Can you print the items below word for word, starting at the line that contains "Where can you spot the shirt" and ending at the last line of the items?

Records from a dataset
....................

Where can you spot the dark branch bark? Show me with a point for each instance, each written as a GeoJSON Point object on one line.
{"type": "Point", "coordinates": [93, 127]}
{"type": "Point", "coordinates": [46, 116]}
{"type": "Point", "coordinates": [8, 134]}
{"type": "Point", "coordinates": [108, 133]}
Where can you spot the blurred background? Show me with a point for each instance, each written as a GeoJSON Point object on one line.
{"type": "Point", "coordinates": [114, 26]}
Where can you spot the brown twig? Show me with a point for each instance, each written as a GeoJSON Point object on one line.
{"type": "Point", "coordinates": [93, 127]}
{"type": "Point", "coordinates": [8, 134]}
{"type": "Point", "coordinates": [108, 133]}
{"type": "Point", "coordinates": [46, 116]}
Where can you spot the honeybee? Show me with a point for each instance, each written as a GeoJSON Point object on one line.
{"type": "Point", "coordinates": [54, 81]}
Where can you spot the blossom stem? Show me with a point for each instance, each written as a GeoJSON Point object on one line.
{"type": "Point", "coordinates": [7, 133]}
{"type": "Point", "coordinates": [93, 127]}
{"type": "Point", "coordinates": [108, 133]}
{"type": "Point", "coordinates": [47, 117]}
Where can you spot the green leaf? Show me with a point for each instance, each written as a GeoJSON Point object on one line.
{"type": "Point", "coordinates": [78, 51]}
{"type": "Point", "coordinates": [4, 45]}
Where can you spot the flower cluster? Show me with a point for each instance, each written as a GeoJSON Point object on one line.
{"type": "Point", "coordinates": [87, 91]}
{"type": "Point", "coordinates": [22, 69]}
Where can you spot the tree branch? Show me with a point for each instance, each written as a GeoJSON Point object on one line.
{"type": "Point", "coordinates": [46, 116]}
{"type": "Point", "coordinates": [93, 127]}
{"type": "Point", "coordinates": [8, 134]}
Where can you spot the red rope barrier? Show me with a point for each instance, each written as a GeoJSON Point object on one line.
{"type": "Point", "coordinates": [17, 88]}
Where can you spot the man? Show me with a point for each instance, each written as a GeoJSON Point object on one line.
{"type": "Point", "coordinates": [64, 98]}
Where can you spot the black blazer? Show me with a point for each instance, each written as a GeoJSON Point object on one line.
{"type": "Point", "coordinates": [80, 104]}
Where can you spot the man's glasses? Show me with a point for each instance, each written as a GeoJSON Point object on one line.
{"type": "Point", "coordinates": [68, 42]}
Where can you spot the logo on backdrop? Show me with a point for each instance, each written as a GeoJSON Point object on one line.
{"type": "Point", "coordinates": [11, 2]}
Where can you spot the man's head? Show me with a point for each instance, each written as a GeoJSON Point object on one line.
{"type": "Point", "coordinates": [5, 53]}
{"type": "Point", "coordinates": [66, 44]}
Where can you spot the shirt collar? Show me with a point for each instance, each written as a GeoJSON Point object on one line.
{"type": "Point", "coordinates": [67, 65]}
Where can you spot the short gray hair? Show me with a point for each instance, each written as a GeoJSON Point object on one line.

....................

• [Correct result]
Where can you spot the shirt collar? Show me with a point for each instance, each written as a GeoJSON Point object on one line.
{"type": "Point", "coordinates": [67, 65]}
Where can you spot the short gray hair? Show me with a point for each instance, each written as a GeoJSON Point object on one line.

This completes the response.